─── Entries ───
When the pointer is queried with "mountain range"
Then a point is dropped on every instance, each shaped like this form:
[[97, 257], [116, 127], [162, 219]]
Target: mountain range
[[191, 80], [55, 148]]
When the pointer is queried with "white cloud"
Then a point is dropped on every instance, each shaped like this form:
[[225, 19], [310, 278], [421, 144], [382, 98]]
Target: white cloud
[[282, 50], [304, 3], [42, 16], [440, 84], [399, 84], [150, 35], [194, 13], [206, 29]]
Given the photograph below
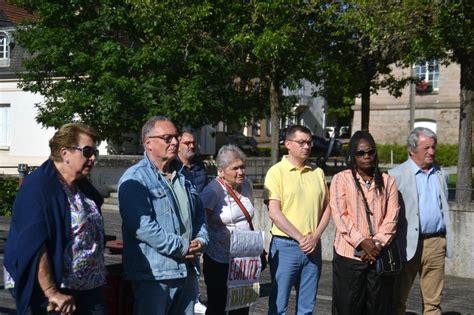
───
Output every line of the records above verbatim, leaving out the pictures.

- [Complete output]:
When the pointer is queried with "mountain range"
Then a point is dropped on every instance, each shaped like this form:
[[97, 257], [116, 127], [162, 219]]
Target: mountain range
[[191, 80], [55, 148]]
When the pointer is queried with "white cloud"
Then a point is dropped on every instance, each shaped like this form:
[[225, 19], [310, 278], [421, 144], [382, 98]]
Target: white cloud
[[282, 50], [304, 3], [42, 16], [440, 84], [399, 84], [150, 35], [194, 13], [206, 29]]
Given the photograph below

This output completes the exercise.